* _PROVIDED ENTRIES_:
========================================
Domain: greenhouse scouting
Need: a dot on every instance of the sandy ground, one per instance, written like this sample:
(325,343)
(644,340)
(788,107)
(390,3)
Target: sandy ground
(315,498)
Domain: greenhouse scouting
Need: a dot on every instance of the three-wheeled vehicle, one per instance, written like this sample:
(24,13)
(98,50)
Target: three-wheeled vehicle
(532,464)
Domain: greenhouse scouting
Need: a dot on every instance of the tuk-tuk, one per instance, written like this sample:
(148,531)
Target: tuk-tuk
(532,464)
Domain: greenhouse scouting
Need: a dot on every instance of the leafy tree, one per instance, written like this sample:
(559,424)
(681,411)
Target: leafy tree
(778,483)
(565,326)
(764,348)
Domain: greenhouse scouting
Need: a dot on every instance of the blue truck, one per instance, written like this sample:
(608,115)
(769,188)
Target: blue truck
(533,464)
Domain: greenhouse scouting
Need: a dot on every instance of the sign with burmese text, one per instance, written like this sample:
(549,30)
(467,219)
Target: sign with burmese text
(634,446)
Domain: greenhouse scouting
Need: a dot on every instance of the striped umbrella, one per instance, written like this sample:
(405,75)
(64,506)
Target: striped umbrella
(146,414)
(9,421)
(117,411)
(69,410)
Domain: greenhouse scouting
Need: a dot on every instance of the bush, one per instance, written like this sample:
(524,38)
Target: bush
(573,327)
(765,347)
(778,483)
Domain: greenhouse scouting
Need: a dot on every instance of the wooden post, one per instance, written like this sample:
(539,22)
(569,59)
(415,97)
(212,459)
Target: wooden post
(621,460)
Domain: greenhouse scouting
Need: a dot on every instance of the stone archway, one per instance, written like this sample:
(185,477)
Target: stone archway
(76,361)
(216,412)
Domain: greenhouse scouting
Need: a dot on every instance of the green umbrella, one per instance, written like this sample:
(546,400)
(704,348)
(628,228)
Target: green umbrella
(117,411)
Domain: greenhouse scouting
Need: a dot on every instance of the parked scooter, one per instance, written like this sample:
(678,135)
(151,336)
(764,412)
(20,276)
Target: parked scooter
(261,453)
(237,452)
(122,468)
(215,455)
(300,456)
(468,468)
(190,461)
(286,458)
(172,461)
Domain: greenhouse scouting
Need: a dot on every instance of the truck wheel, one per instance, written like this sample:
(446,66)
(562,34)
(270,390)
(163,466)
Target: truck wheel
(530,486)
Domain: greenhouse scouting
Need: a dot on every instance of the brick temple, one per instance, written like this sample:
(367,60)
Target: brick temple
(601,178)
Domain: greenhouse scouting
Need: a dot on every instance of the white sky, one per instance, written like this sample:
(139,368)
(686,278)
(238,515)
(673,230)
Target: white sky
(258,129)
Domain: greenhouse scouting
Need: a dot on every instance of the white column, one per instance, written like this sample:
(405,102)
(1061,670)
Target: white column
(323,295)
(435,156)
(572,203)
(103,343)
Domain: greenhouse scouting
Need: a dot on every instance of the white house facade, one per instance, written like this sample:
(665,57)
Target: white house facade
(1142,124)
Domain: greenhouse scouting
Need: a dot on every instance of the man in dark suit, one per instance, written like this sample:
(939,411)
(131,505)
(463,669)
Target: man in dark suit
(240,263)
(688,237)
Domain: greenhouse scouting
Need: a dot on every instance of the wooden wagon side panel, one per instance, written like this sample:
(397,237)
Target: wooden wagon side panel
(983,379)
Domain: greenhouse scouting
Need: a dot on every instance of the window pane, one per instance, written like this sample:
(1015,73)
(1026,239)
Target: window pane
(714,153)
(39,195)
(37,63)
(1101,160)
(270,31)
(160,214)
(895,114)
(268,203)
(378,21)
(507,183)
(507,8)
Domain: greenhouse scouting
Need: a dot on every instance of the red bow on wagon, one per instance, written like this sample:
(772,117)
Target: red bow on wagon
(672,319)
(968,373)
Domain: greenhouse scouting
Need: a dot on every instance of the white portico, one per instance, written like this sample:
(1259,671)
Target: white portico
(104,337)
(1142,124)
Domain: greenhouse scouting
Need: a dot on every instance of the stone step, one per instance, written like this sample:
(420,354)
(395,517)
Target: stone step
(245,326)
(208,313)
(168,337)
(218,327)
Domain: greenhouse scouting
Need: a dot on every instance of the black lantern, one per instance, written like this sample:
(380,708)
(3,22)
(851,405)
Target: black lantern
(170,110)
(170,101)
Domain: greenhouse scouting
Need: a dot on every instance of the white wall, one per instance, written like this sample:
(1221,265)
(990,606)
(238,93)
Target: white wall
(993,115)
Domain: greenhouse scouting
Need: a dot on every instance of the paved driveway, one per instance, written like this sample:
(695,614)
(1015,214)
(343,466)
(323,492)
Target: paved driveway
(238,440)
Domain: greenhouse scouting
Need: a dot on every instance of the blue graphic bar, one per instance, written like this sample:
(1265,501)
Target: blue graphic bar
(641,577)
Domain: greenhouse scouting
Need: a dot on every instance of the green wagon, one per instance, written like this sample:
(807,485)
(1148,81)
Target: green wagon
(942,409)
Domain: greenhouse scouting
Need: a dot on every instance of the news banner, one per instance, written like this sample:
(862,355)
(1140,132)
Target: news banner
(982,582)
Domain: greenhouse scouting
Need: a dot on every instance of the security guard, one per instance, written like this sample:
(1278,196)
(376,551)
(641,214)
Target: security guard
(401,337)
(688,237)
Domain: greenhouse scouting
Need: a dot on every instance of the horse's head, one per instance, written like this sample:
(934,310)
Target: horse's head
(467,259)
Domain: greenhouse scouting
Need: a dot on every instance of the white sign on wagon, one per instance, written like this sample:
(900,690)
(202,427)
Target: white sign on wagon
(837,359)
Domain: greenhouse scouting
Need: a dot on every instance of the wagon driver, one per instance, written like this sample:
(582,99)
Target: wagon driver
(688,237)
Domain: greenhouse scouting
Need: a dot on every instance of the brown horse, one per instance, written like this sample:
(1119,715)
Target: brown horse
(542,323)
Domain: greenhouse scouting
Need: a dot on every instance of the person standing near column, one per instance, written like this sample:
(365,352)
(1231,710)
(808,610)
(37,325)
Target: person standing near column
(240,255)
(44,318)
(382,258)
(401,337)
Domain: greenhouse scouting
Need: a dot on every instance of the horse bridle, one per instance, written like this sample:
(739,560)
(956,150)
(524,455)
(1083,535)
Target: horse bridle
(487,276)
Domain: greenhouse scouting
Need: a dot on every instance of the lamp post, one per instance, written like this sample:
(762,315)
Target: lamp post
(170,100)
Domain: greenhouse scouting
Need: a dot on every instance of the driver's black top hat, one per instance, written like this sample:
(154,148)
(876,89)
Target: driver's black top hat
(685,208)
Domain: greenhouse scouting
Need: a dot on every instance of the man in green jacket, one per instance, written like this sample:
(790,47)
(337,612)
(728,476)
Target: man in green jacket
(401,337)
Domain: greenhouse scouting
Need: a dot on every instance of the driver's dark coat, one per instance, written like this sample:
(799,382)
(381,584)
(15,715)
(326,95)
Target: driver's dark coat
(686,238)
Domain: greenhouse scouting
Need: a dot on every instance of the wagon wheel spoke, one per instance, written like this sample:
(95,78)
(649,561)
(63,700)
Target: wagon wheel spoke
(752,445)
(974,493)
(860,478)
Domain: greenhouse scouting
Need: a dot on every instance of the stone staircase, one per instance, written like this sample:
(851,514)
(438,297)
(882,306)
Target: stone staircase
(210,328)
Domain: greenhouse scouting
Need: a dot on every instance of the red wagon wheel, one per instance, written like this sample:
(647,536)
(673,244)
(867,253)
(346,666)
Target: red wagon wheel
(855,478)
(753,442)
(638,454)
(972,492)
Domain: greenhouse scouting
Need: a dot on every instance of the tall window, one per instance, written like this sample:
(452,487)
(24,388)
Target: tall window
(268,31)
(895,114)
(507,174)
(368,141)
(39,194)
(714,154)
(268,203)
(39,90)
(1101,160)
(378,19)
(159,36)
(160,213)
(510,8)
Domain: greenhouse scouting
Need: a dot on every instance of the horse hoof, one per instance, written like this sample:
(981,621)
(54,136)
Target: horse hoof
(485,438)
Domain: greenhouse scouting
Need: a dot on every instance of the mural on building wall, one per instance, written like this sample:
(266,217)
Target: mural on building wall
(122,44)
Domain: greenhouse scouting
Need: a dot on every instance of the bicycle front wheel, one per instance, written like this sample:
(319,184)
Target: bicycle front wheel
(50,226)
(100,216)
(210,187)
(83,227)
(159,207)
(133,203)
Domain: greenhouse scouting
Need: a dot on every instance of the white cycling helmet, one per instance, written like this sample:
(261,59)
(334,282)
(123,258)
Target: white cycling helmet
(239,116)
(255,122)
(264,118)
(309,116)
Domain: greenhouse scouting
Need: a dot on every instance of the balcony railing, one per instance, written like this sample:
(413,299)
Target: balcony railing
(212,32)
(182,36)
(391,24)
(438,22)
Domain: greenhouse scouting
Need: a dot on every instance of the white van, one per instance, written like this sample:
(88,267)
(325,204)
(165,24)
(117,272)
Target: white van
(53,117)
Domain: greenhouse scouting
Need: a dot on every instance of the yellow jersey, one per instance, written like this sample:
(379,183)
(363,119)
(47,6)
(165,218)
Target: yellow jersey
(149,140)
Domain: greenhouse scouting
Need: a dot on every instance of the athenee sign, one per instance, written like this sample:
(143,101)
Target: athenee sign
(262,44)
========================================
Everything from the line containing "Target: tall window" through the end of the entries above should be retyped exactly, and nothing else.

Target: tall window
(268,31)
(895,114)
(507,174)
(368,141)
(39,194)
(714,154)
(268,203)
(39,90)
(1101,160)
(378,19)
(159,36)
(160,213)
(510,8)
Domain: greenhouse scouting
Need: a dot on every instance of the horse hoof, one per instance, written like this sample:
(981,621)
(54,136)
Target: horse hoof
(485,438)
Domain: greenhouse scouting
Need: a dot on every instance of the mural on building wall, one per instance, written like this sample:
(266,217)
Target: mural on building wall
(122,44)
Domain: greenhouse scouting
Need: a dot on every instance of the bicycle front wheel, one per instance, written like this sample:
(319,184)
Target: bicycle front wheel
(50,226)
(100,216)
(210,187)
(83,227)
(159,207)
(133,203)
Domain: greenhouse scouting
Need: a dot on every instance of the white cycling helmet, one per instance, written like this sample:
(261,59)
(334,282)
(123,258)
Target: white cycling helmet
(239,116)
(255,122)
(264,118)
(309,116)
Domain: greenhouse scouting
Need: a dot on every instance of the balcony railing, one per instance, written like this sample:
(413,299)
Target: balcony railing
(212,32)
(182,36)
(391,24)
(438,22)
Domain: greenhouse scouting
Need: a dot on every instance of the white van, one per instance, written like this sample:
(88,267)
(325,204)
(165,24)
(117,272)
Target: white van
(53,117)
Domain: greenhouse scouting
Need: a dot on every instance of the yellow jersey, one per instance, written like this sample:
(379,183)
(363,119)
(47,6)
(165,218)
Target: yellow jersey
(149,140)
Domain: greenhouse scouting
Need: a dot on every instance of the athenee sign, one per instance, written like this sample:
(143,101)
Target: athenee sign
(262,44)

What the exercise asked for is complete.